En 1976, el psicólogo Wayne Dyer, autor de “Tus zonas erróneas”, un excelente libro de liderazgo y autoayuda, cuestionó el cociente (o coeficiente) intelectual (CI), que parecía garantizar excelencia y éxito en diferentes aspectos de la vida, principalmente en lo relativo al mundo académico y laboral.
La prevalencia del CI daba por sentado que una persona era inteligente si tenía títulos académicos o una gran capacidad dentro de alguna disciplina. Para muchos aún hoy el CI define científicamente la aptitud que determina nuestro camino en la vida. Pero en el mejor de los casos, el CI parece aportar tan sólo un 20% de los factores determinantes del éxito (lo cual supone que el 80% restante depende de otra clase de factores; de una inteligencia que no pasa por el intelecto de la persona).
Más tarde, en 1990, los psicólogos John Mayer y Peter Salovey hablaron del concepto “inteligencia emocional” definiéndola como “un tipo de inteligencia social que incluye la habilidad de supervisar y entender las emociones propias y las de los demás, discriminar entre ellas, y usar la información para guiar el pensamiento y las acciones de uno”.

▶ TAREA
En el texto sobre el cociente intelectual y la inteligencia emocional, explique en una a tres oraciones por qué se afirma que el 80% de los factores del éxito depende de algo distinto del CI. Las entradas no hacen falta para resolver la tarea.

▶ DATOS EXTRAÍDOS
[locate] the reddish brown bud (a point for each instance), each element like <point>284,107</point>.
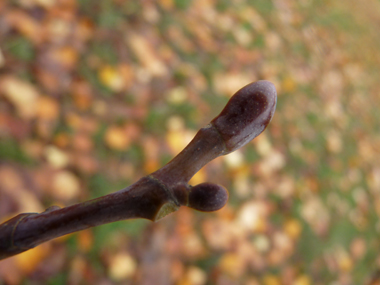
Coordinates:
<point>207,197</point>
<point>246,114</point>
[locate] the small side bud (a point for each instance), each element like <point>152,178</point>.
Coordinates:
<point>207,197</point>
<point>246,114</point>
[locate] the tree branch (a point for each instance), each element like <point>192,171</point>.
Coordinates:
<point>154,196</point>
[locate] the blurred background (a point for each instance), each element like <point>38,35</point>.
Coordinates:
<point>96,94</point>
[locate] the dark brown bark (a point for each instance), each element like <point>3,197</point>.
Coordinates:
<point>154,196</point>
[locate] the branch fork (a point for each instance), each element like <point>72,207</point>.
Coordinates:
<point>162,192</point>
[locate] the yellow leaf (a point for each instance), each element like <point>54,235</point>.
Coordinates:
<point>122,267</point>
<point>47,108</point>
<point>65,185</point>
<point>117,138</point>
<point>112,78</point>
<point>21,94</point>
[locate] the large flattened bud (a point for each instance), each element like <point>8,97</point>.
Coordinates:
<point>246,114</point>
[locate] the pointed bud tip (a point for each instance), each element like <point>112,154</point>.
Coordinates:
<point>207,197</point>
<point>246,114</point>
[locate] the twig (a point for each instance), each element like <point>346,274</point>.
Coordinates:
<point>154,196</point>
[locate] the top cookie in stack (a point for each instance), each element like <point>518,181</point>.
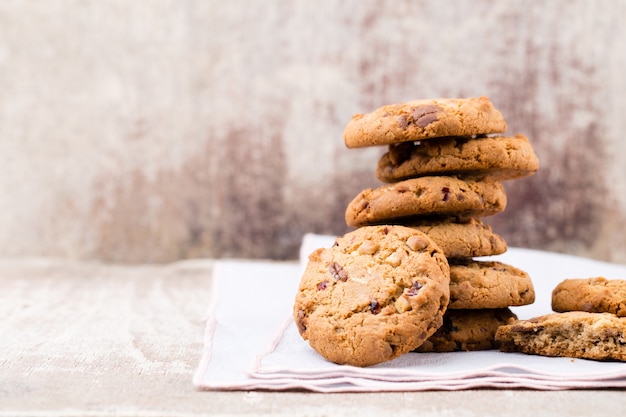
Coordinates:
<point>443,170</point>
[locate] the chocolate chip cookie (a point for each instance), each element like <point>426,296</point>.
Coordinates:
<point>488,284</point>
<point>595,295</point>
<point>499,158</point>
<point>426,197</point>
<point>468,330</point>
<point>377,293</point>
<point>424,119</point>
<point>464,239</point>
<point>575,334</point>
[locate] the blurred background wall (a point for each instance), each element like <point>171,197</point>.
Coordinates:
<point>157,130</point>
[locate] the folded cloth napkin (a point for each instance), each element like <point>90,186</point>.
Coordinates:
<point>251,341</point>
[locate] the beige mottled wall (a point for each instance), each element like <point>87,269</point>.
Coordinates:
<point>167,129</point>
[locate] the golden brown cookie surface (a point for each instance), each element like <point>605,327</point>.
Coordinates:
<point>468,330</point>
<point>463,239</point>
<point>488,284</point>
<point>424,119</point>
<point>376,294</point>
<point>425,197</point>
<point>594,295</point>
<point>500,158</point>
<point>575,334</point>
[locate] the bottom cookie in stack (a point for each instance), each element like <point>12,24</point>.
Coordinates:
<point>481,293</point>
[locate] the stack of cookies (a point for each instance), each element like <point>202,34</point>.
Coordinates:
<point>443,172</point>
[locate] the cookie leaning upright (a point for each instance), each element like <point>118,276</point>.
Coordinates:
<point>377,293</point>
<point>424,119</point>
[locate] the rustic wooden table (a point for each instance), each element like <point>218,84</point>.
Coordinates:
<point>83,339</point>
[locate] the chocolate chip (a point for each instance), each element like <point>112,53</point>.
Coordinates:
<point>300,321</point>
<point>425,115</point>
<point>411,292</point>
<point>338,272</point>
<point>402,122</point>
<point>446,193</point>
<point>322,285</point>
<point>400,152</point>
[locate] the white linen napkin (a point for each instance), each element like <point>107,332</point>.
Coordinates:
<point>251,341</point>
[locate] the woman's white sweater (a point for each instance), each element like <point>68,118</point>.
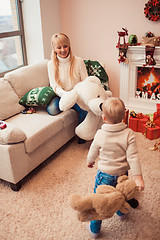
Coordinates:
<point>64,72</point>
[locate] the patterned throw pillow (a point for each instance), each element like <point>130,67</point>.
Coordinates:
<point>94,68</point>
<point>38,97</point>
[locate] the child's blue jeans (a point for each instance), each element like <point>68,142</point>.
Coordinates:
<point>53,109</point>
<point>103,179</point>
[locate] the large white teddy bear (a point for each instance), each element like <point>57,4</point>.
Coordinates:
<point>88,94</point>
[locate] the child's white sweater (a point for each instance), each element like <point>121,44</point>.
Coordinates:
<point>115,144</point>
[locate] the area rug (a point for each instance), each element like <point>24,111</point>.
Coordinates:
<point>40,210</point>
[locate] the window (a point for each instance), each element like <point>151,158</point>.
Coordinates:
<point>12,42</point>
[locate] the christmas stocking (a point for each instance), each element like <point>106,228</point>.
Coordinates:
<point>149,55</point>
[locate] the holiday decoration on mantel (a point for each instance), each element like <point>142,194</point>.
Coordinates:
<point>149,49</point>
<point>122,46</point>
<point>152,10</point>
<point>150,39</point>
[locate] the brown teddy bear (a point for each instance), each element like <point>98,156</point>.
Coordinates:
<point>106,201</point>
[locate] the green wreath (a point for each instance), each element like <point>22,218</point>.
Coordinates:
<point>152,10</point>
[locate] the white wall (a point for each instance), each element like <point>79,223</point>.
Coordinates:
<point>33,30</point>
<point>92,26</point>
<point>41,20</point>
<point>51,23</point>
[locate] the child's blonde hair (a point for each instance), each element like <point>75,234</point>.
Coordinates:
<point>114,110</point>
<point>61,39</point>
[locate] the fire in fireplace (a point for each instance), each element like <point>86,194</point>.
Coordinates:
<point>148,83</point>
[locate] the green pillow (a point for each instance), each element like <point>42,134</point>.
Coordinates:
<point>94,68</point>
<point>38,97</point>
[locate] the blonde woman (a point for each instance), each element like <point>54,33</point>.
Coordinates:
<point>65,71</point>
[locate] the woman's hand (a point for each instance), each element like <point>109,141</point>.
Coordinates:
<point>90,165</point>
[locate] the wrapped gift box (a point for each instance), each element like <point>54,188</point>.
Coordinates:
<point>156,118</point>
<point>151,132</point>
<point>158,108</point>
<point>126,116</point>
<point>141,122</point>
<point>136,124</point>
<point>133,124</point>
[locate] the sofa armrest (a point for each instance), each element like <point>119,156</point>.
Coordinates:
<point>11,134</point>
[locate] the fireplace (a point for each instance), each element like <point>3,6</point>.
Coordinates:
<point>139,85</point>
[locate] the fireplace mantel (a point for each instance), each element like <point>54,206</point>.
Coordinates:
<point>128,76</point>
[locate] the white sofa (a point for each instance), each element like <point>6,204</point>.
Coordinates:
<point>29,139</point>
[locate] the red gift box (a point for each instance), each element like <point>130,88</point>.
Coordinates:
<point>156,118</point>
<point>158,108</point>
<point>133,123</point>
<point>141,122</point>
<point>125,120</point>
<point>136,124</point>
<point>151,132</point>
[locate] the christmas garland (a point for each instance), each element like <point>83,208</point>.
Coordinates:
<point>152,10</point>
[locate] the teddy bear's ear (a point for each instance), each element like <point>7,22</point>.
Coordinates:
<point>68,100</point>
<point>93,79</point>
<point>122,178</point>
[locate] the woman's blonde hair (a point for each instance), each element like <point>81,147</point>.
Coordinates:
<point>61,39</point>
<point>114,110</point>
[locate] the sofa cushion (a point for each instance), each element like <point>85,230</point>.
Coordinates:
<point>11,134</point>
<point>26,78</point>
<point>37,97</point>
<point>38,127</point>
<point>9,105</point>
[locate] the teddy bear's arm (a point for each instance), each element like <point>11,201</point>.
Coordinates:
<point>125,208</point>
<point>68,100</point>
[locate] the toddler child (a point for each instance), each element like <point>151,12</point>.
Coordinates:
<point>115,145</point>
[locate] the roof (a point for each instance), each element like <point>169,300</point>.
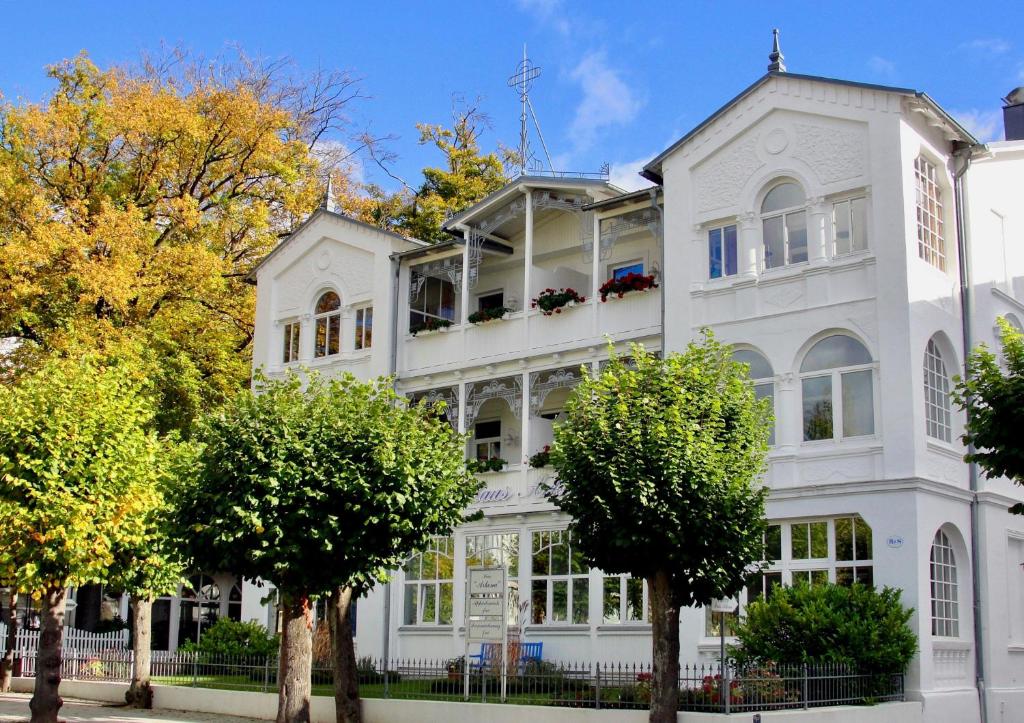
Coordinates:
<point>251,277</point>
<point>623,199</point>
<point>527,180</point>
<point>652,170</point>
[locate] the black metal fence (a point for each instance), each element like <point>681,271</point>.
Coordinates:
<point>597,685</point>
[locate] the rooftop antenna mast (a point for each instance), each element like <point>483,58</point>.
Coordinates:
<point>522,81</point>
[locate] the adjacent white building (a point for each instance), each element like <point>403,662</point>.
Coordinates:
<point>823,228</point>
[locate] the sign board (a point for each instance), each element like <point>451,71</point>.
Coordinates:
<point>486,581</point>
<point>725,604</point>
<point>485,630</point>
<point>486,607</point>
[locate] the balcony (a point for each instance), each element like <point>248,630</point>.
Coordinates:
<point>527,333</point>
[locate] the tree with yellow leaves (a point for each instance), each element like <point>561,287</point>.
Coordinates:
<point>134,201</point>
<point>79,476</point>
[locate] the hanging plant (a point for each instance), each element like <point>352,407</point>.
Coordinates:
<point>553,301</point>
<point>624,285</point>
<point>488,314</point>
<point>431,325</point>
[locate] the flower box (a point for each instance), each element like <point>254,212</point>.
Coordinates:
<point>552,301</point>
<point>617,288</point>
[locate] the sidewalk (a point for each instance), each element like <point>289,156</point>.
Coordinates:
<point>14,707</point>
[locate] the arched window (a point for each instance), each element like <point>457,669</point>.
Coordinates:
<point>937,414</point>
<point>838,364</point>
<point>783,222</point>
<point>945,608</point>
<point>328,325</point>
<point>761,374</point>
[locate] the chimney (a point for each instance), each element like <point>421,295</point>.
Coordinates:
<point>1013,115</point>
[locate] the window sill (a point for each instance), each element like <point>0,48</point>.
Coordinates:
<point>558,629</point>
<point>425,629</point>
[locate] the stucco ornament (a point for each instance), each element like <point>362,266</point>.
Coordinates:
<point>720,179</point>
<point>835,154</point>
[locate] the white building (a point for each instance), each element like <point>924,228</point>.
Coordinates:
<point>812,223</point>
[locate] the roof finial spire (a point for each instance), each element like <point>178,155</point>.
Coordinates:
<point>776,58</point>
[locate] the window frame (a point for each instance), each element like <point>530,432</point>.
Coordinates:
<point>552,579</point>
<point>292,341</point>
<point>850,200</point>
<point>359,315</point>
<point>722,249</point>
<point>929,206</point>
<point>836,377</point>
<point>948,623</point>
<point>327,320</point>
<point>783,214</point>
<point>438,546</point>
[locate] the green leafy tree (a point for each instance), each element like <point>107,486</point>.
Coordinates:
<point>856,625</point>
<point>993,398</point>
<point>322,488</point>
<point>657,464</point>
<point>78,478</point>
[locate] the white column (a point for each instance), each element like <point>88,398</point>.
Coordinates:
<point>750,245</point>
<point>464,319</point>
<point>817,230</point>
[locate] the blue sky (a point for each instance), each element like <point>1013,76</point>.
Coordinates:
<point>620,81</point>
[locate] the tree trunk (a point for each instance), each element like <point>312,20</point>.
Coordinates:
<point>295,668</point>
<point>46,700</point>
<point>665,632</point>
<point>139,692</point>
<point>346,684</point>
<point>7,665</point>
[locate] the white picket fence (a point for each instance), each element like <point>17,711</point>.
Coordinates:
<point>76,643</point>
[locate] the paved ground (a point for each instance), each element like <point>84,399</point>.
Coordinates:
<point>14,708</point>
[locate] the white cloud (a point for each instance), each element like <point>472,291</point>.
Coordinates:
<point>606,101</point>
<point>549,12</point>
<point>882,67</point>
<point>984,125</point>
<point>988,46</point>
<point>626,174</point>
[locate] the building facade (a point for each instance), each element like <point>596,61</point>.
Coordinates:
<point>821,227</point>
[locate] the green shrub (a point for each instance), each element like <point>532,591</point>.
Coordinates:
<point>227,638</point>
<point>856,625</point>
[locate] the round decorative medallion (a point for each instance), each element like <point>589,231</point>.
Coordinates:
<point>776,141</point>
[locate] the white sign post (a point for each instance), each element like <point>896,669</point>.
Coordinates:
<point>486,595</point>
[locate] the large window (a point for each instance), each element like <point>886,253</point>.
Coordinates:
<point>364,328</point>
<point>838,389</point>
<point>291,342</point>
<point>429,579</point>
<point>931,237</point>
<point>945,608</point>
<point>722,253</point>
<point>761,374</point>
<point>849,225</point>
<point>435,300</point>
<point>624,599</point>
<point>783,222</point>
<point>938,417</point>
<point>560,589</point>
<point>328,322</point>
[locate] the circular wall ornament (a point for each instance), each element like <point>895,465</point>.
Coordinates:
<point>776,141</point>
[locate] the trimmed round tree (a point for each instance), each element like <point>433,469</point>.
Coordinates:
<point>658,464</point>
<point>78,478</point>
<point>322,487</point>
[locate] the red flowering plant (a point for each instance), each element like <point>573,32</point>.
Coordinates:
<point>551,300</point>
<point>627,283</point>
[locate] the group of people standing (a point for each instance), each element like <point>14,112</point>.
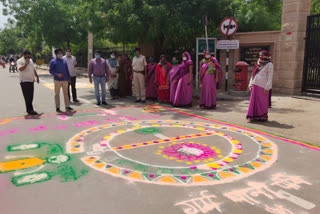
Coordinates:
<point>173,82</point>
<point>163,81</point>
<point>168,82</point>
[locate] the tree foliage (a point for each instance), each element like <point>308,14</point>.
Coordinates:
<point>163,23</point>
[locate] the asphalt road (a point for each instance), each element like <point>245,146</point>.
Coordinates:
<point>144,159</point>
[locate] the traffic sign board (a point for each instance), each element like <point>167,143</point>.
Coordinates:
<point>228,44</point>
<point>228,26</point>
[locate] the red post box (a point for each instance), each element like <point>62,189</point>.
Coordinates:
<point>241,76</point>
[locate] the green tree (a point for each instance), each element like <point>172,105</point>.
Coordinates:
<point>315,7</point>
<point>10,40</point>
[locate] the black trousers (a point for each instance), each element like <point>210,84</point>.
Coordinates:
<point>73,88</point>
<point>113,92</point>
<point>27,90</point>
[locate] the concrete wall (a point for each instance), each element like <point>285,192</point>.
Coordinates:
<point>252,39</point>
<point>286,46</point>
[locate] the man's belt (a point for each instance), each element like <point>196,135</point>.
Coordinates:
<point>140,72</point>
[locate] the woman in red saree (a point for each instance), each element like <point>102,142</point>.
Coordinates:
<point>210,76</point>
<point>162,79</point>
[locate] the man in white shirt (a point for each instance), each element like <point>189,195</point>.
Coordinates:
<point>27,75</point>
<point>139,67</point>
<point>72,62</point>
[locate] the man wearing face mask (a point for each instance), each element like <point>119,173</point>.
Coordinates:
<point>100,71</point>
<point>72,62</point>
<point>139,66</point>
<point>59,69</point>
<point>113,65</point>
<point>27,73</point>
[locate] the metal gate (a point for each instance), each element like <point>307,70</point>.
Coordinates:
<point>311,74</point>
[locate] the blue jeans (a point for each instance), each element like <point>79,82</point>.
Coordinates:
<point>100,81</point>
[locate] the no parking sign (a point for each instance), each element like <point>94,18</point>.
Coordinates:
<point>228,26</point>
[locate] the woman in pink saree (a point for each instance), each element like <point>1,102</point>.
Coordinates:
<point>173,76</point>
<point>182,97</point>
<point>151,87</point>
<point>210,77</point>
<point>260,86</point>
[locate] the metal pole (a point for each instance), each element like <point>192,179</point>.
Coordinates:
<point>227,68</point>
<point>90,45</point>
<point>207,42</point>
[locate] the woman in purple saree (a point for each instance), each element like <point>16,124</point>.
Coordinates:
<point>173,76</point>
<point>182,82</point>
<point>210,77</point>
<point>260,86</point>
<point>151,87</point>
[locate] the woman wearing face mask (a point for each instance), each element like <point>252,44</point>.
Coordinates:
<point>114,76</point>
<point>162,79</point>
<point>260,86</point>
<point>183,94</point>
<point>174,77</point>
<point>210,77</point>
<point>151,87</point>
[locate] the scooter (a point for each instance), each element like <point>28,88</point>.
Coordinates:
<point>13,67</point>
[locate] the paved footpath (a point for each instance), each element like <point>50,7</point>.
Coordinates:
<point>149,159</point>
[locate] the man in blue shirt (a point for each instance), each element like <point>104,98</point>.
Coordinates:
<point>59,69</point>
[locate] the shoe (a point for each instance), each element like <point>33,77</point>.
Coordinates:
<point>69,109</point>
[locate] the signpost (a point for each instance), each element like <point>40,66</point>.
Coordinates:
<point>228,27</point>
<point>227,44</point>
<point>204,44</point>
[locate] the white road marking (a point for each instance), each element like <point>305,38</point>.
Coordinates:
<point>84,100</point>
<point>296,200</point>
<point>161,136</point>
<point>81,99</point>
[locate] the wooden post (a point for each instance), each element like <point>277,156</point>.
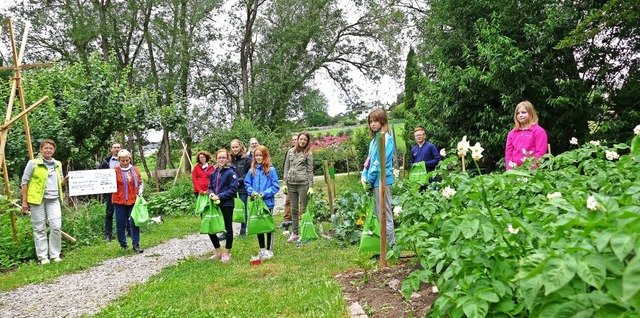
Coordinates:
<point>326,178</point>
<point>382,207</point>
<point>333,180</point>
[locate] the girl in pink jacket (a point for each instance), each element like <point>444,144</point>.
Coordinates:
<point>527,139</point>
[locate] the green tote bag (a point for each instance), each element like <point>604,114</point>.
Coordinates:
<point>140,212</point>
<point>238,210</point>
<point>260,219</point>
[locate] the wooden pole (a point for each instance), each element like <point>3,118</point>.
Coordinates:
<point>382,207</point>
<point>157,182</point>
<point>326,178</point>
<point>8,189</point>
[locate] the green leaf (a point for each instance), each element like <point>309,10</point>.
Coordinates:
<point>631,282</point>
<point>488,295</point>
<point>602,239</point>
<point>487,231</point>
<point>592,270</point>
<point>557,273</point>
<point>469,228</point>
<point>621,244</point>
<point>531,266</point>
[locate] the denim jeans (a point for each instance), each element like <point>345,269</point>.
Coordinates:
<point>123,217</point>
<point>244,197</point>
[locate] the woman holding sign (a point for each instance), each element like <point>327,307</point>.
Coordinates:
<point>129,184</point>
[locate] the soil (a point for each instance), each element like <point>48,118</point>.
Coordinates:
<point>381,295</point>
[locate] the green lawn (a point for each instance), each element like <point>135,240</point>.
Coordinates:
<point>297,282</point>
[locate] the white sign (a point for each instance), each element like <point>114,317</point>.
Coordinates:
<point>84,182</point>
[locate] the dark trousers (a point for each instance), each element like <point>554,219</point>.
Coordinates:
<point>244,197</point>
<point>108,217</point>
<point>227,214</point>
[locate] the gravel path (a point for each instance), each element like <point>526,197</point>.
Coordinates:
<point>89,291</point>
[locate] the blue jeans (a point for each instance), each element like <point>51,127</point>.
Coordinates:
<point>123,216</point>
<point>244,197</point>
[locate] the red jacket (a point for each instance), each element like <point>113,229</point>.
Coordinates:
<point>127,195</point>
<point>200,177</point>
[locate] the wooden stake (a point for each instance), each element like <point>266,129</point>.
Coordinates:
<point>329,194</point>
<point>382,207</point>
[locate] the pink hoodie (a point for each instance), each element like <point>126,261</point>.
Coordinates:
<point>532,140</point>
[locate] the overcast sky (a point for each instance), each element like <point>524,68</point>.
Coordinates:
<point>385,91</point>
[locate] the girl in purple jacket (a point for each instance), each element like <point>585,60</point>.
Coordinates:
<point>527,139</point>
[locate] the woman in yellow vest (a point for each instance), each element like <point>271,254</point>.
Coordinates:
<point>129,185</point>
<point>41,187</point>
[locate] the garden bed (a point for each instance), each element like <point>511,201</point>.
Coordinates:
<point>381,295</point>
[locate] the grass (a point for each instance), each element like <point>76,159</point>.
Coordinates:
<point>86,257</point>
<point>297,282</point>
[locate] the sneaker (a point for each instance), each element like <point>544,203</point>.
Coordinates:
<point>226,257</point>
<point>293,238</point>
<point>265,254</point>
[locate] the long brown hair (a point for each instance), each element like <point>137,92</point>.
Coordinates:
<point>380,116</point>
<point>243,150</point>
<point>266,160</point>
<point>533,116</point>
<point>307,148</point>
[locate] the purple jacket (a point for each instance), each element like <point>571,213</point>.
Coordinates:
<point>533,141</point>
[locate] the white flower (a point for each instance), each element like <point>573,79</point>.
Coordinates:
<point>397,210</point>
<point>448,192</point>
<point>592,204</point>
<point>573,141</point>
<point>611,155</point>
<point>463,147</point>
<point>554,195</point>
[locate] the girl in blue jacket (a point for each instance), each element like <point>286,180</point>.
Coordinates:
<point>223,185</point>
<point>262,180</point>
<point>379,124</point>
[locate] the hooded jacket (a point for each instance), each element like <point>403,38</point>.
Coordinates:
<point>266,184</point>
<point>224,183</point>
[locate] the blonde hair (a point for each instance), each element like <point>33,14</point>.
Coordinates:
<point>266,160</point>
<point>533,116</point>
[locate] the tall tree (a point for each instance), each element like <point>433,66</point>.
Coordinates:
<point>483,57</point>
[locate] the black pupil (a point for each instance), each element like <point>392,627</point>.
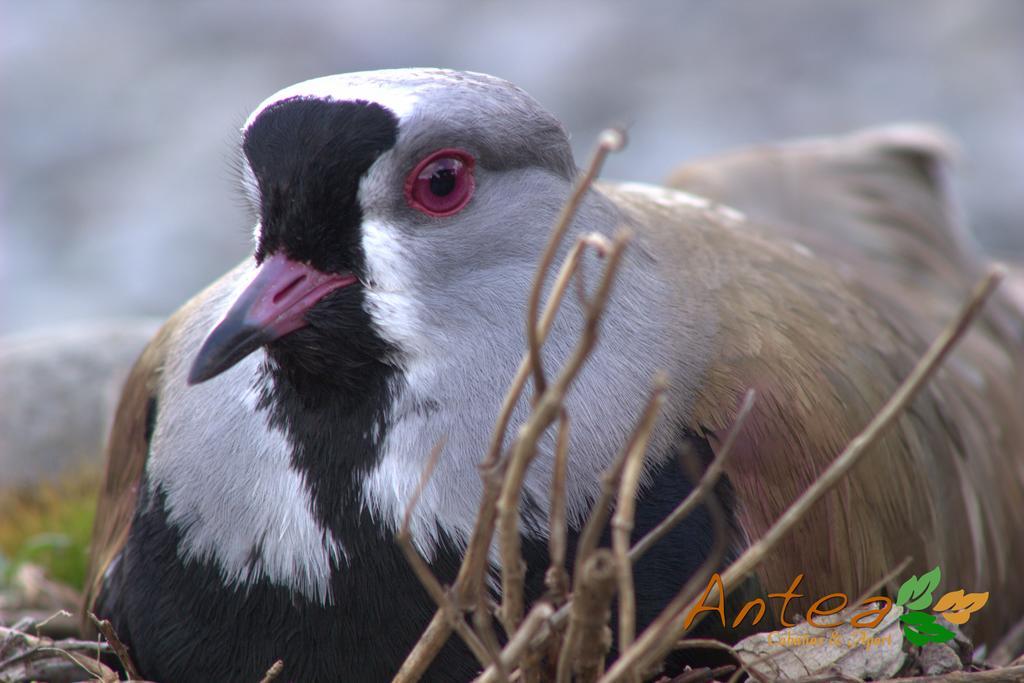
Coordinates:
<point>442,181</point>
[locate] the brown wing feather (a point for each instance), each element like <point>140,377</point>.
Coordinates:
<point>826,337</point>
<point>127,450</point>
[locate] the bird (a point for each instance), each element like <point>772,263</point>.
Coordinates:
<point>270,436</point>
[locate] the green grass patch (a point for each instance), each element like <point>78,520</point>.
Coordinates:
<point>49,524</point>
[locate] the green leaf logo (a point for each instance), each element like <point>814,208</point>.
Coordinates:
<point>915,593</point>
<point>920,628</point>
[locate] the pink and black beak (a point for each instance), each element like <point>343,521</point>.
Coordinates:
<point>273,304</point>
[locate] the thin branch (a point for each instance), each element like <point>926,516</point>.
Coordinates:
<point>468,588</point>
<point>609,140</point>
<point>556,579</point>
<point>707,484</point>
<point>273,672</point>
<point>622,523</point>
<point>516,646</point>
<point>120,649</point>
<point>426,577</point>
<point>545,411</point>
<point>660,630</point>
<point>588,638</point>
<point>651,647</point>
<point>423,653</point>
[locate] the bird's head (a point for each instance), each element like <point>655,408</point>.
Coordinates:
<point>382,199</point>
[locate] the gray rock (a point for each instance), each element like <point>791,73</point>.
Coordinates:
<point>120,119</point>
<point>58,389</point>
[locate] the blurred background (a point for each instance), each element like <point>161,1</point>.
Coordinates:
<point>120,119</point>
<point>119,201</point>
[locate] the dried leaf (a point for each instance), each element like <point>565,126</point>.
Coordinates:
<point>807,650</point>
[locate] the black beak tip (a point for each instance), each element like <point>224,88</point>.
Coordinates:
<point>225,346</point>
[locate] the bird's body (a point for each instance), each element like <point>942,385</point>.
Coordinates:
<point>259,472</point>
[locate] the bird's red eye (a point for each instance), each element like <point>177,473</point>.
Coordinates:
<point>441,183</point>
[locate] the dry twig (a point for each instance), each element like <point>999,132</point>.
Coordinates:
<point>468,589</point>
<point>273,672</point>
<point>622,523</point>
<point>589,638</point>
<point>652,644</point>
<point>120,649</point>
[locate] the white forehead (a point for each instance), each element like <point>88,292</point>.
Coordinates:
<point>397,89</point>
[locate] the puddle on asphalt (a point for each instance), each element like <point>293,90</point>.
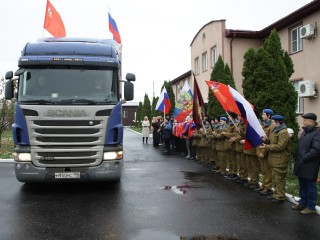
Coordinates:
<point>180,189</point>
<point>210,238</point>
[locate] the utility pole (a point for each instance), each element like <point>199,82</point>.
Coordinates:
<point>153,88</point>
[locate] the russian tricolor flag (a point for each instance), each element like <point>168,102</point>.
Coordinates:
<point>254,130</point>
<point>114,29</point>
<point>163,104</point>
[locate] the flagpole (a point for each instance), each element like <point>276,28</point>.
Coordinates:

▶ SOLUCIÓN
Según el texto, en el mejor de los casos el CI parece aportar tan sólo un 20% de los factores determinantes del éxito. Por eso se supone que el 80% restante depende de otra clase de factores, de una inteligencia que no pasa por el intelecto de la persona.